Switch "rough mask" to "coarse mask" in the lines that run from the one containing "negative clicks: (4, 193)" through the last line, and reproduce only those lines with nothing else altered.

Exercise material:
==============================

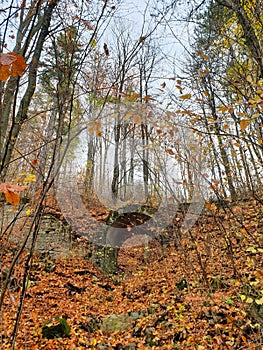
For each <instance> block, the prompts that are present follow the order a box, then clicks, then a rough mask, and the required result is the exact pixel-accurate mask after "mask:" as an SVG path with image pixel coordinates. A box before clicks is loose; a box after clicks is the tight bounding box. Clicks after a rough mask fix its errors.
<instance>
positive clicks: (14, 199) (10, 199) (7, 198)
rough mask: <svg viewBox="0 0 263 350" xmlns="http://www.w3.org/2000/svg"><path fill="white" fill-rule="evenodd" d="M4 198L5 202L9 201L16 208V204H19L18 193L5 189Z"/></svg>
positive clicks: (18, 197) (18, 204) (19, 201)
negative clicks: (4, 193)
mask: <svg viewBox="0 0 263 350" xmlns="http://www.w3.org/2000/svg"><path fill="white" fill-rule="evenodd" d="M5 198H6V200H7V202H9V203H10V204H13V206H14V208H16V206H17V205H19V203H20V196H19V194H18V193H15V192H12V191H6V192H5Z"/></svg>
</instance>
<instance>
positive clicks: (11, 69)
mask: <svg viewBox="0 0 263 350" xmlns="http://www.w3.org/2000/svg"><path fill="white" fill-rule="evenodd" d="M10 55H12V56H15V57H16V61H15V62H14V63H13V64H12V69H11V75H12V76H13V77H15V76H20V77H21V76H22V75H23V73H24V70H25V69H26V62H25V60H24V57H23V56H21V55H18V54H17V53H15V52H13V53H11V54H10Z"/></svg>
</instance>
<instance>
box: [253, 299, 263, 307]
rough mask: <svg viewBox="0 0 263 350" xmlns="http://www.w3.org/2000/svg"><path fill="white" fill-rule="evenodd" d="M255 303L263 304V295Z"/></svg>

==============================

Response to this exercise:
negative clicks: (4, 193)
mask: <svg viewBox="0 0 263 350" xmlns="http://www.w3.org/2000/svg"><path fill="white" fill-rule="evenodd" d="M5 198H6V200H7V202H9V203H10V204H13V206H14V208H16V206H17V205H19V203H20V196H19V194H18V193H15V192H12V191H6V192H5Z"/></svg>
</instance>
<instance>
positive clicks: (11, 69)
mask: <svg viewBox="0 0 263 350" xmlns="http://www.w3.org/2000/svg"><path fill="white" fill-rule="evenodd" d="M10 55H12V56H15V57H16V61H15V62H14V63H13V64H12V69H11V75H12V76H13V77H15V76H20V77H21V76H22V75H23V73H24V70H25V69H26V62H25V60H24V57H23V56H21V55H18V54H17V53H15V52H13V53H11V54H10Z"/></svg>
</instance>
<instance>
box: [253, 299, 263, 307]
coarse mask: <svg viewBox="0 0 263 350" xmlns="http://www.w3.org/2000/svg"><path fill="white" fill-rule="evenodd" d="M255 303L263 304V295Z"/></svg>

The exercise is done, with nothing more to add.